(PASSAGE TO READ)
※ ※ ※

Mistress, Owner or Lover?
September 4th, 2008 by Elle
I’ve had a bit of an interesting conversation with Saratoga, following one of his posts. In a reply to my comment, he referred to me as Boy Toy’s Mistress. Isn’t it funny, that my first reaction was to guffaw and deny it? “I don't consider myself his mistress, I told him, I consider myself his owner.”
Because, in my mind, “Mistress” and “Owner” are different; it’s a matter of degree. I like to think of myself as Boy Toy’s Owner. Mistress seems too severe, too harsh, for poor little beginner kinky girl me. But Saratoga begged to differ, and told me he finds the term “Owner” to be far edgier. He went so far as to write a whole post about his perception of the two terms, using the Merriam-Webster’s online dictionary to support his opinion. He went on to explain:
“Perhaps that's really the core of my own perception of the difference. Mistresses may have male submissives. Female Owner's have male slaves.
And, perhaps, the implication is that a Mistress might have a more emotional connection with Her male submissive than a Female Owner would for Her mere male slave. Then again, perhaps the enslaved male is so because of his Female Owner's deep desire for him. So great as to make him Her owned property, totally Hers, rather than merely Her submissive.”

※ ※ ※

Coordinate annotation lines:
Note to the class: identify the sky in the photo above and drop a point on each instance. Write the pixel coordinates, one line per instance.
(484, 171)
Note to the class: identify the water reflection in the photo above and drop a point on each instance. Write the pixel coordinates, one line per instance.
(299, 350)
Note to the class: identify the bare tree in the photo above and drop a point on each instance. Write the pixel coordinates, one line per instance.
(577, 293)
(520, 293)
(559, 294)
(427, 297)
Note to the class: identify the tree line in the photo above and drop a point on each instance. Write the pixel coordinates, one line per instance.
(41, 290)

※ ※ ※

(PROBLEM SET)
1) Reproduce the passage of the post about the terms "Mistress" and "Owner" between "Because, in my" and "have male slaves.", inclusive.
2) In the post about the terms "Mistress" and "Owner," which dictionary did Saratoga use to support his opinion?

(OUTPUTS)
1)
Because, in my mind, “Mistress” and “Owner” are different; it’s a matter of degree. I like to think of myself as Boy Toy’s Owner. Mistress seems too severe, too harsh, for poor little beginner kinky girl me. But Saratoga begged to differ, and told me he finds the term “Owner” to be far edgier. He went so far as to write a whole post about his perception of the two terms, using the Merriam-Webster’s online dictionary to support his opinion. He went on to explain:
“Perhaps that's really the core of my own perception of the difference. Mistresses may have male submissives. Female Owner's have male slaves.

2) Merriam-Webster's online dictionary